══ 任务材料 ══

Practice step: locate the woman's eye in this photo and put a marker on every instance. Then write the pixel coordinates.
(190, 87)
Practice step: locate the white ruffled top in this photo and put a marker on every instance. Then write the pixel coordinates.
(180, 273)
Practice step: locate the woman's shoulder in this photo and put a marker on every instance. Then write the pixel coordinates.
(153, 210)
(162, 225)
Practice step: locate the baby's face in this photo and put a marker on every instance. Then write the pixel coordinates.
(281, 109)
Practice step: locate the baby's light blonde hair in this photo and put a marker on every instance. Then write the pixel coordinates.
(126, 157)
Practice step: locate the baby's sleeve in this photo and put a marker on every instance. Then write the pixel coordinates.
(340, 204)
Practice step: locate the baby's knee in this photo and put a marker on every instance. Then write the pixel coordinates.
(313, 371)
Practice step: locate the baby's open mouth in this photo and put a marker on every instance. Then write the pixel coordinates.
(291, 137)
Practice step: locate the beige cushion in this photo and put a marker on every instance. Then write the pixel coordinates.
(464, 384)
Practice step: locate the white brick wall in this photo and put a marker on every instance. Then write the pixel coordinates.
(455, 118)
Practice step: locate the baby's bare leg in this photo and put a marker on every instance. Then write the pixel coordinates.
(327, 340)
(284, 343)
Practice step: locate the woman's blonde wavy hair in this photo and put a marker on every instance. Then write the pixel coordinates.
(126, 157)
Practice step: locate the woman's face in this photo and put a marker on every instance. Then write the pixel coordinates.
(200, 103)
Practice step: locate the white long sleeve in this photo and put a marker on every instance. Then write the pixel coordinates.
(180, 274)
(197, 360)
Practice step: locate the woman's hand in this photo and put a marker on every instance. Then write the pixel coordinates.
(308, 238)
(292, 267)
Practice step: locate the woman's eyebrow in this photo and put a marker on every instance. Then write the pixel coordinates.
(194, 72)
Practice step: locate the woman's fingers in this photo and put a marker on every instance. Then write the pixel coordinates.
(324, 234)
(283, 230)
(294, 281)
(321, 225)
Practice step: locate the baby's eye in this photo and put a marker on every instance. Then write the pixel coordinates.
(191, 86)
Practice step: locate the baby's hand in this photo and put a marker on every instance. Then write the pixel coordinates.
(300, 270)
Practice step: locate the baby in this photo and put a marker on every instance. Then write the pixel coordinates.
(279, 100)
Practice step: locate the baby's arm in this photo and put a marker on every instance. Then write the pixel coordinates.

═══

把上面的全部材料逐行改写成编号列表，略去空行。

1. Practice step: locate the woman's eye in this photo and put a marker on every instance. Then write the pixel coordinates.
2. (190, 87)
3. Practice step: locate the white ruffled top in this photo and put a marker on every instance. Then write the pixel coordinates.
4. (180, 273)
5. Practice step: locate the woman's shoulder in this photo and put a marker on every instance. Then write the pixel coordinates.
6. (153, 210)
7. (162, 225)
8. Practice step: locate the baby's face in this photo and put a marker on every instance. Then write the pixel coordinates.
9. (281, 109)
10. Practice step: locate the baby's light blonde hair in this photo and put a marker on every instance. Then write the pixel coordinates.
11. (126, 157)
12. Practice step: locate the baby's sleeve in this photo and put a marker on every instance. Then write the pixel coordinates.
13. (340, 204)
14. Practice step: locate the baby's knee in this photo and put a marker on every instance. Then write the pixel coordinates.
15. (313, 371)
16. Practice step: locate the baby's open mouth in this photo and put a marker on every instance. Then write the pixel coordinates.
17. (291, 137)
18. Practice step: locate the beige cushion in this photo and put a marker on every instance. Then write the pixel coordinates.
19. (464, 384)
20. Practice step: locate the white brick wall in this photo and put a marker on every instance. Then write the pixel coordinates.
21. (455, 118)
22. Practice step: locate the baby's bare leg in this photo and put a marker on every instance. Then write the pixel coordinates.
23. (327, 340)
24. (284, 343)
25. Practice step: locate the woman's blonde wavy hair in this photo and put a marker on every instance. Then write the pixel coordinates.
26. (126, 157)
27. Practice step: locate the woman's face in this photo and put a marker on every instance. Then write the pixel coordinates.
28. (200, 103)
29. Practice step: locate the white long sleeve in this photo and put a marker on every instance. Then write the pixel coordinates.
30. (180, 274)
31. (197, 360)
32. Practice step: locate the woman's hand in this photo and put a marker on every instance. Then write the pixel coordinates.
33. (308, 238)
34. (292, 267)
35. Practice step: locate the woman's eyebrow in this photo and put a marker on every instance. Then write the pixel coordinates.
36. (194, 72)
37. Practice step: locate the woman's fingers in this photo and put a marker on every instance. Then write the pixel coordinates.
38. (324, 234)
39. (283, 230)
40. (294, 281)
41. (321, 225)
42. Practice step: locate the baby's eye in this photo and put a marker on every instance. Then write the pixel coordinates.
43. (191, 86)
44. Practice step: locate the baby's hand in this photo and put a marker on every instance. Then write the pixel coordinates.
45. (300, 270)
46. Practice step: locate the baby in this photo and put a marker on every instance. Then write the pixel coordinates.
47. (279, 100)
48. Practice step: locate the baby's arm in this photo and put a marker on every instance. Then write the pixel coordinates.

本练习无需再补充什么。